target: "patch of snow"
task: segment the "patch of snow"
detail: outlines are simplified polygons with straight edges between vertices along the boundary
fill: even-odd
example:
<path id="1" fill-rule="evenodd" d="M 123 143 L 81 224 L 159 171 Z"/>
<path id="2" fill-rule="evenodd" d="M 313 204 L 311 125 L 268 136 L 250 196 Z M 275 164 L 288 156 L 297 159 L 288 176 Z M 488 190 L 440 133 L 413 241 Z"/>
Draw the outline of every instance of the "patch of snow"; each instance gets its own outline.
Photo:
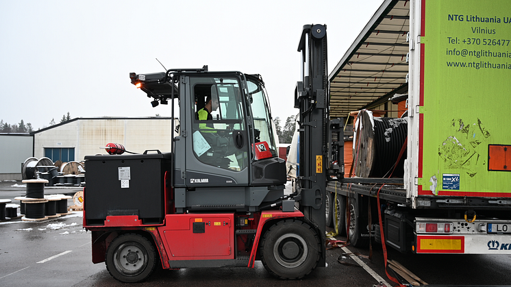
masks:
<path id="1" fill-rule="evenodd" d="M 58 223 L 50 223 L 50 224 L 49 224 L 47 226 L 47 228 L 49 228 L 49 229 L 53 229 L 53 230 L 60 229 L 61 229 L 62 227 L 66 227 L 66 223 L 64 223 L 63 222 Z"/>

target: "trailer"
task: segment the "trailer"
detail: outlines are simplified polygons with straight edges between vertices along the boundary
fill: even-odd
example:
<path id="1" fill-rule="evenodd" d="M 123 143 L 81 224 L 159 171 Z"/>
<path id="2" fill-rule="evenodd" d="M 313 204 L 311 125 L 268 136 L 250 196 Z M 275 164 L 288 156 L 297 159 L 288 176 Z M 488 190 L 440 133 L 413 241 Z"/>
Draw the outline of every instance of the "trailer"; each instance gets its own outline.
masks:
<path id="1" fill-rule="evenodd" d="M 511 253 L 508 11 L 385 1 L 330 73 L 330 118 L 348 120 L 325 217 L 351 244 Z"/>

Brief
Locate every line in the data that contains the word "Draw", and copy each of those lines in full.

Answer to this exercise
Draw the outline of every instance of the "patch of snow"; each instance gets its own outline.
Draw the outline of every instance of the "trailer"; each instance gets its own outline.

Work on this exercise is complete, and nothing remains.